> _TASK_: This exercise asks for every line of the material that includes the word "horse".

> _THE RECORDS_:
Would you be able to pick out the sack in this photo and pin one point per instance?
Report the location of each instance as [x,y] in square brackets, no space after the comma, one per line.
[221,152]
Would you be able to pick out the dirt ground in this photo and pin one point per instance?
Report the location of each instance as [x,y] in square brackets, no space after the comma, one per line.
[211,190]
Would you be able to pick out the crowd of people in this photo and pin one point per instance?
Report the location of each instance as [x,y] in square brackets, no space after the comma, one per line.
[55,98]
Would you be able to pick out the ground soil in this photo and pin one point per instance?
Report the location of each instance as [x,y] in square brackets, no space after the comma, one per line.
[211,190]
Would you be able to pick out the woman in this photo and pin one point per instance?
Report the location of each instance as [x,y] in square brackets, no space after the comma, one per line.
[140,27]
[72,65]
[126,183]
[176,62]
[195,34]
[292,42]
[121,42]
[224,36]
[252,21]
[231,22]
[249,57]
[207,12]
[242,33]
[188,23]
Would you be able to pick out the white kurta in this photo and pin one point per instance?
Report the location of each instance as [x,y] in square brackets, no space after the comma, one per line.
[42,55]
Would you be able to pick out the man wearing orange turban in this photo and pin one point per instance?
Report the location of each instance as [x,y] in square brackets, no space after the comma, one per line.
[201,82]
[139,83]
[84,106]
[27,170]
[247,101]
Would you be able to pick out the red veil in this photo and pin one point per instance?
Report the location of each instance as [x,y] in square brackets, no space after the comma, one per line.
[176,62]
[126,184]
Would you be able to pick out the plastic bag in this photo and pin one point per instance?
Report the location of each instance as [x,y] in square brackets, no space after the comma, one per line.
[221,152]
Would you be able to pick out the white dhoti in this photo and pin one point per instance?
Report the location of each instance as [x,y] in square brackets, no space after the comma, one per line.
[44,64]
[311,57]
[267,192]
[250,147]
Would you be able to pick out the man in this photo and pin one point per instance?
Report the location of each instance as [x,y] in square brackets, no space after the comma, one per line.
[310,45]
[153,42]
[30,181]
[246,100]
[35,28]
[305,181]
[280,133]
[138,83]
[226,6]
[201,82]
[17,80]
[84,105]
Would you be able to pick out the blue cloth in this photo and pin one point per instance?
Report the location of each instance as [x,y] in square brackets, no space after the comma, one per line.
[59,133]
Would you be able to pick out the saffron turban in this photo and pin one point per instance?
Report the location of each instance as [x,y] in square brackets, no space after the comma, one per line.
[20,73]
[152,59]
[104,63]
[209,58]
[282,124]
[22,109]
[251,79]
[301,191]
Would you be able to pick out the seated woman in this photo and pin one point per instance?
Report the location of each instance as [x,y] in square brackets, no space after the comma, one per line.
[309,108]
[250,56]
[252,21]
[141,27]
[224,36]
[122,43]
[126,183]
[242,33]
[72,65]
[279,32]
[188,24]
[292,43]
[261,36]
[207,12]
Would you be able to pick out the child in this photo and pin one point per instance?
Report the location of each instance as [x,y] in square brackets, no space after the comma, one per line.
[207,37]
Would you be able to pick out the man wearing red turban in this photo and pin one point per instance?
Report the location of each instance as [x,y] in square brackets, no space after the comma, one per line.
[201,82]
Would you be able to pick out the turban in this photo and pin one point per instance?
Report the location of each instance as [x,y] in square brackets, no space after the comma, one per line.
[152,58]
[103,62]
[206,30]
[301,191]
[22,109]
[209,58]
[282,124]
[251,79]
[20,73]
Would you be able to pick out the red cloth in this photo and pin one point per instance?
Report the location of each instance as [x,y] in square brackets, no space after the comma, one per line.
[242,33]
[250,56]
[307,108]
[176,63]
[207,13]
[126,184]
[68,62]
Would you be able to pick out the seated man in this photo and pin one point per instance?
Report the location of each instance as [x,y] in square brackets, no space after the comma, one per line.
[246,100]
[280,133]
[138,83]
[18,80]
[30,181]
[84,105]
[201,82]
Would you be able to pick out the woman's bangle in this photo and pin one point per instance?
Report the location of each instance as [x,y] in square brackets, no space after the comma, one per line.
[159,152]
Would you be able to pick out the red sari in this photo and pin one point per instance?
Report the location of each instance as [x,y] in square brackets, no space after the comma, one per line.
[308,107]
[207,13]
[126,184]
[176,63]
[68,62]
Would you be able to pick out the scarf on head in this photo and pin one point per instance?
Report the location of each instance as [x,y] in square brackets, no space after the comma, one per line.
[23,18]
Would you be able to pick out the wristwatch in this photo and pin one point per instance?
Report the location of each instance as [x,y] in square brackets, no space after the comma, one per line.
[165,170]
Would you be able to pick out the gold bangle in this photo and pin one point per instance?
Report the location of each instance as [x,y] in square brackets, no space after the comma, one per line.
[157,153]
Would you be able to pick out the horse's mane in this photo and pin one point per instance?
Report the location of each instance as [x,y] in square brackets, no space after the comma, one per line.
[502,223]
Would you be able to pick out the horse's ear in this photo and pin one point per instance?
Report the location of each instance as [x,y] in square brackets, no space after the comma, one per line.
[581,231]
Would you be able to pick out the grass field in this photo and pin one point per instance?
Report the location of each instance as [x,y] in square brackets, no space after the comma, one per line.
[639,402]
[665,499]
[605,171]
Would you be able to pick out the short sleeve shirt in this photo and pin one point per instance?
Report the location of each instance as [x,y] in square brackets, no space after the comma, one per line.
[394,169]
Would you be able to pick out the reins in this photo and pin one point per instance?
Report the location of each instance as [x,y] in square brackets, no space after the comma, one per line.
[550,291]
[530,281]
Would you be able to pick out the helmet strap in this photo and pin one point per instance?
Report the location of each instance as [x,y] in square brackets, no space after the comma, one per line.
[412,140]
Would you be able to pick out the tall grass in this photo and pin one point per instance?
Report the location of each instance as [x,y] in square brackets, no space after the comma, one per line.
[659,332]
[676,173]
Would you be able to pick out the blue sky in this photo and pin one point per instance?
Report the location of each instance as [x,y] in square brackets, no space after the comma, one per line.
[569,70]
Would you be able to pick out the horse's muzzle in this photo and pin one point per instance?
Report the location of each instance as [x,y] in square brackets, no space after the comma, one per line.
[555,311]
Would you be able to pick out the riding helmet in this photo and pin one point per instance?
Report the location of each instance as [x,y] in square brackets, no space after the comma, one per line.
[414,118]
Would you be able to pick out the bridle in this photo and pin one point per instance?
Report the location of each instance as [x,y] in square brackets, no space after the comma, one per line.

> _WRITTEN ANSWER_:
Would you be able to pick out the horse's mane in this photo and pin one point per instance?
Would you be able to pick out the horse's ear in this photo and pin one point per instance?
Would you be able to pick out the horse's muzzle in this photo and pin one point per instance?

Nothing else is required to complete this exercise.